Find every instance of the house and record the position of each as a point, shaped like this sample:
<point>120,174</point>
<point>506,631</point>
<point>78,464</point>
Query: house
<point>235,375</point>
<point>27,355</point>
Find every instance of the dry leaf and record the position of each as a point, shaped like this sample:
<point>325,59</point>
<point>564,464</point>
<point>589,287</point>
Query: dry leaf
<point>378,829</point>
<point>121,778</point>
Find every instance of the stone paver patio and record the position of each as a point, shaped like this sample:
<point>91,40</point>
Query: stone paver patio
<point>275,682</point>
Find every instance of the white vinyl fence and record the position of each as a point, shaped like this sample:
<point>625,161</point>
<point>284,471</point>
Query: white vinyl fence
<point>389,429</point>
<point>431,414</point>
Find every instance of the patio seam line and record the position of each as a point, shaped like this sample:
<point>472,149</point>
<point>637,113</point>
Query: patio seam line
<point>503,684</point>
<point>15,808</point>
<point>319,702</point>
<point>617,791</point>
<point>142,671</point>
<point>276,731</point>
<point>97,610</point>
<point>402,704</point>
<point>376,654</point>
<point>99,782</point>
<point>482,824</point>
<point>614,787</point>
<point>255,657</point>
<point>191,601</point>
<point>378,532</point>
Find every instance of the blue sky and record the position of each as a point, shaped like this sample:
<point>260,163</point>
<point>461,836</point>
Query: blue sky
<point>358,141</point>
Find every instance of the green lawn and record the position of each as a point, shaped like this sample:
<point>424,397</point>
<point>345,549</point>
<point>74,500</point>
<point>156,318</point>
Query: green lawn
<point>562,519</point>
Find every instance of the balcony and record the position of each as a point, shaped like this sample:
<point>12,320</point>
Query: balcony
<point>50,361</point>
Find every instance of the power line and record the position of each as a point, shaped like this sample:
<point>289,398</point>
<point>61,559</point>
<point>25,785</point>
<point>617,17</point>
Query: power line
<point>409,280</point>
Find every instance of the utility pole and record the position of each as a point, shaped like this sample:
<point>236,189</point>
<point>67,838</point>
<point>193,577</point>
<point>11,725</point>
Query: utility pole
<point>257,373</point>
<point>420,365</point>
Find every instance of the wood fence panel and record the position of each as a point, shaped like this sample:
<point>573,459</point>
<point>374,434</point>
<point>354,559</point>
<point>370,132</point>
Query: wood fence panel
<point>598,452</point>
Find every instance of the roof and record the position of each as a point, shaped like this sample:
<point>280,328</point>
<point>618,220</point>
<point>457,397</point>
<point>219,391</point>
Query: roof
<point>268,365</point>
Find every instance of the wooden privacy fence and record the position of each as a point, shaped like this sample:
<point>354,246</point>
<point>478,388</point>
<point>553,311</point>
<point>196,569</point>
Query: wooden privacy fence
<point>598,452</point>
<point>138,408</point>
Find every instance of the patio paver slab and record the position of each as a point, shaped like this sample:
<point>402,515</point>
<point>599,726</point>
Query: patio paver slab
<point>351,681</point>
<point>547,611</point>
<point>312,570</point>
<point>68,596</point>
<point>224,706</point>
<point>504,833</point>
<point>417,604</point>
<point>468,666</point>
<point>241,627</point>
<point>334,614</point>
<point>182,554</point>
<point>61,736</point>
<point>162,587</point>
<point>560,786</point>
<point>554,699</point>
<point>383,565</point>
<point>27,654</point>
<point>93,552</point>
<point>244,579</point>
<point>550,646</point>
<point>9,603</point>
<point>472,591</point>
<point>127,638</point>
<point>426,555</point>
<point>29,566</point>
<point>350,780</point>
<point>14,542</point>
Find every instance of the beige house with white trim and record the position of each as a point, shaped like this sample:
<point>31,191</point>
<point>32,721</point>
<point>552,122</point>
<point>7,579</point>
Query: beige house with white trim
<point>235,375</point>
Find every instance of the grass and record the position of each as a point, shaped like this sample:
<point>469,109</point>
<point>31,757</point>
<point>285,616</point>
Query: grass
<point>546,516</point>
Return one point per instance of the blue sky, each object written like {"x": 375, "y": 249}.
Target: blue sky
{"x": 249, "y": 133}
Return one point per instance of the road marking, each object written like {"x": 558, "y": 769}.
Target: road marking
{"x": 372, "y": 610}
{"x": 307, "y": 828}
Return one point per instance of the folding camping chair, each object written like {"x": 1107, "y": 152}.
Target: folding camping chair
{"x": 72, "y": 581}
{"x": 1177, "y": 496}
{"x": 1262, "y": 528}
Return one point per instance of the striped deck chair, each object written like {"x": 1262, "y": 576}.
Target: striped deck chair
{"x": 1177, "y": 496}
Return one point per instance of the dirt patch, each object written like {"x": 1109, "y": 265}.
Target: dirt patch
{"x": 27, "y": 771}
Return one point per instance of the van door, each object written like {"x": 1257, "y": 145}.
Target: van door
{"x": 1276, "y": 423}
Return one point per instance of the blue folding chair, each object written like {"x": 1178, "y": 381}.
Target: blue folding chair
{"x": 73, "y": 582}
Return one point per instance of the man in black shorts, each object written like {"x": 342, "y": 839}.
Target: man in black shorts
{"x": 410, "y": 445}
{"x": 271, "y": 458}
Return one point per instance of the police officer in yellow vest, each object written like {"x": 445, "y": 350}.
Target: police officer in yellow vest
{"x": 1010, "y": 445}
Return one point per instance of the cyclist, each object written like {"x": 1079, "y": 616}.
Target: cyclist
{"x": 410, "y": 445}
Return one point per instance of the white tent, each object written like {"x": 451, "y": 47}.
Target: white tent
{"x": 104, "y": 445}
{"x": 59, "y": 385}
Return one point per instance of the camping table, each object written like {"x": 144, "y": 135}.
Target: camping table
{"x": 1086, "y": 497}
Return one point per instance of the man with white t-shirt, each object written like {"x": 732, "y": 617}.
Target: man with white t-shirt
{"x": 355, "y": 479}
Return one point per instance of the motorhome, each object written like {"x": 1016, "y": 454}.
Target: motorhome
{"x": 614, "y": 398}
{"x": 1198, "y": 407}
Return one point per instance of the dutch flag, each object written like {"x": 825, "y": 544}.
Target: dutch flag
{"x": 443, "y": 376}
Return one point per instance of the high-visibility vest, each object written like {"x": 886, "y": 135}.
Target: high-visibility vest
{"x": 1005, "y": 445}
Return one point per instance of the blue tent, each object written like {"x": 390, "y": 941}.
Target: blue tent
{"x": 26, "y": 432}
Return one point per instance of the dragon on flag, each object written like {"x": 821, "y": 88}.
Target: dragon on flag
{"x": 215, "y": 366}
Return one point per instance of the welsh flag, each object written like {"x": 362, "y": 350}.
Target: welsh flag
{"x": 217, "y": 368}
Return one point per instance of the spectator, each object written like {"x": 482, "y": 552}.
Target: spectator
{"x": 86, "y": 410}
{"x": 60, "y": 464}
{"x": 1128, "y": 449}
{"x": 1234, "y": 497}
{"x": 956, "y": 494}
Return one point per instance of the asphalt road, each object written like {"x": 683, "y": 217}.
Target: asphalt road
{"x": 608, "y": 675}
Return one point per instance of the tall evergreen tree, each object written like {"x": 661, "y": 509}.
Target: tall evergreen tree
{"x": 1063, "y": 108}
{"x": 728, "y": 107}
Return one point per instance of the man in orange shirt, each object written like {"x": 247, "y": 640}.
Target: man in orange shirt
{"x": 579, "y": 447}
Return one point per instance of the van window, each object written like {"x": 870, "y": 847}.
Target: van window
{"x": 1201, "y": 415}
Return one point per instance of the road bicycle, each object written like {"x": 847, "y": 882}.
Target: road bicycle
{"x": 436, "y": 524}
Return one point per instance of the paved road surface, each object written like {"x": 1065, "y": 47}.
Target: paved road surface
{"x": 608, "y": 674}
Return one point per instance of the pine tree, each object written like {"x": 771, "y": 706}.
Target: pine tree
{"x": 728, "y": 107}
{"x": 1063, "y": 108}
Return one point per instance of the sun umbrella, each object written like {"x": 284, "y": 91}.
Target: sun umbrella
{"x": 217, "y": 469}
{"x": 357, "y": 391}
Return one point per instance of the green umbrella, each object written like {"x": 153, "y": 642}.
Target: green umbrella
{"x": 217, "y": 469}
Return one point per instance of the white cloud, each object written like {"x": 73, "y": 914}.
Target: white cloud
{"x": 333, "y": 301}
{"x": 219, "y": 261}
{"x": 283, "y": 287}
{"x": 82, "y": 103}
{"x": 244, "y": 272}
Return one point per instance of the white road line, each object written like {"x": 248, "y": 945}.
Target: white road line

==========

Reproduce the entries above word for word, starting at their first line and ending with the line that contains "<point>431,414</point>", with both of those lines included.

Find every instance of the house and record the position of each as a point, shaped like this sample:
<point>120,174</point>
<point>506,631</point>
<point>78,464</point>
Query: house
<point>235,375</point>
<point>27,355</point>
Find every instance of the dry leaf and record the position of each as a point, shaped like this sample:
<point>325,59</point>
<point>564,464</point>
<point>589,287</point>
Query: dry leaf
<point>378,829</point>
<point>121,778</point>
Find every instance of the stone paver patio and record the position of each as a point, shaped like this sample:
<point>91,40</point>
Query: stone paver patio
<point>275,682</point>
Find every instance of the white vinyl fence and record the position of each as a point, shaped like this sample:
<point>625,161</point>
<point>284,471</point>
Query: white vinyl fence
<point>389,429</point>
<point>431,414</point>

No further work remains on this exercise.